• _AUFGABENLISTE_
A – Gib aus dem Artikel zum Sozialrecht den Abschnitt wortgetreu wieder, beginnend bei "Ministerien, Landtage und" und endend bei "und Verantwortung belegen.".
B – Beantworte kurz anhand des Artikels zum Sozialrecht:
(i) Wer hat den Artikel geschrieben?
(ii) Auf welches Bundesland bezieht sich die Untersuchung zur Sozialgerichtsbarkeit?
(iii) Wem wurden zwischen 1933 und 1945 die Renten gestrichen?

*** QUELLENAUSZUG ***

03.01.2017
Konserviertes Nazirecht
Studie
belegt Kontinuitäten der NS-Zeit im bundesdeutschen
Sozialrechtssystem
Nazirichter sind nach 1945
Teil des bundesdeutschen Justizsystems geblieben - mit ihren
Ansprüchen, ihren Rechtsauffassungen und ihren Urteilen. Das
zeigt eine Studie zur Sozialgerichtsbarkeit in Nordrhein-Westfalen, die
im Neuen Deutschland vorgestellt wurde. Wir verbreiten den ND-Artikel
dazu mit Genehmigung des Autors Uwe Kalbe und der Redaktion.
Von Uwe Kalbe
Deutschland verdankt seine Sozialgesetzgebung der
Strategie Bismarcks im späten 19. Jahrhundert, nicht nur die
Einigung des Reiches, sondern auch die soziale Befriedung des Landes
»von oben« zu regeln. Wenigstens für
Letzteres sind nicht zuletzt Linke ihm inzwischen
einigermaßen dankbar. Dies und die Gewaltenteilung scheint
bis heute bei aller Brüchigkeit einen Rest existenzieller
Garantien zu verleihen. Jedoch bietet die Geschichte des Sozialrechts
wie auch der Sozialgerichtsbarkeit in Deutschland genügend
dunkle Seiten. Dazu zählt nicht etwa nur die Zeit zwischen
1933 und 1945 - in diesen Jahren wurden etwa politischen Gegnern sowie
emigrierten oder deportierten Juden die Renten gestrichen, ganze
Gruppen von Verfolgten wurden aus der Gesundheitsversorgung
ausgeschlossen. Auch die Zeit nach 1945 bietet Anlass für
einen kritischen Blick, wie eine Untersuchung zur Sozialgerichtsbarkeit
in Nordrhein-Westfalen belegt.
Ministerien, Landtage und selbst Institutionen wie
der BND überbieten sich derzeit geradezu mit Forschungen, die
der eigenen Geschichte in der Nazizeit nachgehen. Mit Ergebnissen, die
eine jahrzehntelange Ignoranz von Schuld und Verantwortung belegen.

*** VORLIEGENDE DATEN ***

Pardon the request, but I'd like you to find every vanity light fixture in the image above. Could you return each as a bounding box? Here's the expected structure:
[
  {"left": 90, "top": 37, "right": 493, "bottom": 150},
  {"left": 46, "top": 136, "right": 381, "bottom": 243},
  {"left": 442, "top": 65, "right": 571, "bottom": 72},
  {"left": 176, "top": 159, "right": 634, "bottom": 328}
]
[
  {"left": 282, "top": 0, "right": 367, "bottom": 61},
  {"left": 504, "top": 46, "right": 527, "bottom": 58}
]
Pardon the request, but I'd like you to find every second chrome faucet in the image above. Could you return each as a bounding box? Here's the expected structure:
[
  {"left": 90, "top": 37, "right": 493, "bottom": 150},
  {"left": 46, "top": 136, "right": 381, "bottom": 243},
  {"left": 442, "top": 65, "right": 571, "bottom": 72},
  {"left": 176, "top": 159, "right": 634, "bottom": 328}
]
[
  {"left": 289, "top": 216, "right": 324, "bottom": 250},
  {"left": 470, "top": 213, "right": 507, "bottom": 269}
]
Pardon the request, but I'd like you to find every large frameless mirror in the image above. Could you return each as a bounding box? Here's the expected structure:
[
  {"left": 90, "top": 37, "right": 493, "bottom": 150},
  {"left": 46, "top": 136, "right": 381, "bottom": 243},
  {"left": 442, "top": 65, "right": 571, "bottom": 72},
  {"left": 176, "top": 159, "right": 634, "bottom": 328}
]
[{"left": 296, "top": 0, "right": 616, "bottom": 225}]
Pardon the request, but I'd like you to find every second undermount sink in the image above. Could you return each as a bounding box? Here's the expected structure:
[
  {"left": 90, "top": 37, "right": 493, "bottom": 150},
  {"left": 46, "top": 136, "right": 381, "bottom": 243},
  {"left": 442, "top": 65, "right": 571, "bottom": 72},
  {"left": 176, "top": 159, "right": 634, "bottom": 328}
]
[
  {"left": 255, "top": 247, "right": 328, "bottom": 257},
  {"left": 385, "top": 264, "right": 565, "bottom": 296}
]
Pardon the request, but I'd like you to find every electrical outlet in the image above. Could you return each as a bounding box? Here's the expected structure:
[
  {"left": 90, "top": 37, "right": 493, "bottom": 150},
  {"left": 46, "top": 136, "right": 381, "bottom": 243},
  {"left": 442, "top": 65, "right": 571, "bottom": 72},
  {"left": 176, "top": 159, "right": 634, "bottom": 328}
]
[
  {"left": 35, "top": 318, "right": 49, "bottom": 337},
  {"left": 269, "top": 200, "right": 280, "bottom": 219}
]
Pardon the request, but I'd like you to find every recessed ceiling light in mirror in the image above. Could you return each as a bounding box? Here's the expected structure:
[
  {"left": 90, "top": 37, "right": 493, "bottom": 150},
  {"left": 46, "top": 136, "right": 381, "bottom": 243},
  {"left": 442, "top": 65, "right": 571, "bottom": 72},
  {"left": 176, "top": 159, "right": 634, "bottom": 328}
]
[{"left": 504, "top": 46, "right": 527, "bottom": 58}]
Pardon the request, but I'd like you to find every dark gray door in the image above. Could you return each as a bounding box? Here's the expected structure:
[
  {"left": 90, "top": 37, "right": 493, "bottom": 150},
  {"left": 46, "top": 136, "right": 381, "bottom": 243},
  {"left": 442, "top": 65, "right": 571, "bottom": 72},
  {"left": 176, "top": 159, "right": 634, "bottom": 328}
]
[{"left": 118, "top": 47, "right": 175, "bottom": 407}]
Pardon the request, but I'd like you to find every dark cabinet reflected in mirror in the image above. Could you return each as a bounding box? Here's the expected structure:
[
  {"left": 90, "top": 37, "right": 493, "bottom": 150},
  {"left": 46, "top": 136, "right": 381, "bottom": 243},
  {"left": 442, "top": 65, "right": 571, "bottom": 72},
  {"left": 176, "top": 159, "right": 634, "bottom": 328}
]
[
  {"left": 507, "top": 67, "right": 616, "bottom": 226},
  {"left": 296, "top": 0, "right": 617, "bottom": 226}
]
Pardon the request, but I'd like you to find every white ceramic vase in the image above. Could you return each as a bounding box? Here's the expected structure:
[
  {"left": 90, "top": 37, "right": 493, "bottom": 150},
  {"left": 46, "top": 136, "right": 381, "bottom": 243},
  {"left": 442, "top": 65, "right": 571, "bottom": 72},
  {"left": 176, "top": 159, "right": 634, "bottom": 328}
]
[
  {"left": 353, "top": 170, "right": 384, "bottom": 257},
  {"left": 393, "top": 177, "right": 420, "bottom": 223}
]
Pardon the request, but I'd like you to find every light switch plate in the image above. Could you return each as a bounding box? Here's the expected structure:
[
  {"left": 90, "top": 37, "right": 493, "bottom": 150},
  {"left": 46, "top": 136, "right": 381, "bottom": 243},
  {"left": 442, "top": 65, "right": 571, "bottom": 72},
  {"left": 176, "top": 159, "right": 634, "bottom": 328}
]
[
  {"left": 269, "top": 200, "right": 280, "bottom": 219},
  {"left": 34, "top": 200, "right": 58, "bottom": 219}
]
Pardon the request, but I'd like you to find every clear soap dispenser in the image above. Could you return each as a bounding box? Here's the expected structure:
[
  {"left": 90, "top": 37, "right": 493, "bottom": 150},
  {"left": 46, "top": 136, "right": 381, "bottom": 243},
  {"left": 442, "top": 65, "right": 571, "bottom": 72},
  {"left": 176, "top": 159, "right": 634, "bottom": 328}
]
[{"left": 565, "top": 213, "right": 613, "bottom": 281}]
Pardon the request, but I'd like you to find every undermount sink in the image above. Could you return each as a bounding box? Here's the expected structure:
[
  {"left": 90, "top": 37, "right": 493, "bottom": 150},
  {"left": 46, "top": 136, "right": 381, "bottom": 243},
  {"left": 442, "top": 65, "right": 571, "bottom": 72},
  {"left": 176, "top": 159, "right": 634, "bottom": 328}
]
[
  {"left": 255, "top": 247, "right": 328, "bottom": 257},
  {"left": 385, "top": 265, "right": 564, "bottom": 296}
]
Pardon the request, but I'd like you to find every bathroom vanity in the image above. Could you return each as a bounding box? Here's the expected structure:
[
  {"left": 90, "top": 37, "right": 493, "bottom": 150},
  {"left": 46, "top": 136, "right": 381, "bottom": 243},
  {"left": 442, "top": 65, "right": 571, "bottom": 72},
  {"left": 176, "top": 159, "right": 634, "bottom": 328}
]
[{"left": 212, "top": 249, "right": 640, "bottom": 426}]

***

• _ERLEDIGTE AUFGABEN_
A –
Ministerien, Landtage und selbst Institutionen wie
der BND überbieten sich derzeit geradezu mit Forschungen, die
der eigenen Geschichte in der Nazizeit nachgehen. Mit Ergebnissen, die
eine jahrzehntelange Ignoranz von Schuld und Verantwortung belegen.

B –
(i) Uwe Kalbe
(ii) Nordrhein-Westfalen
(iii) Politischen Gegnern sowie emigrierten oder deportierten Juden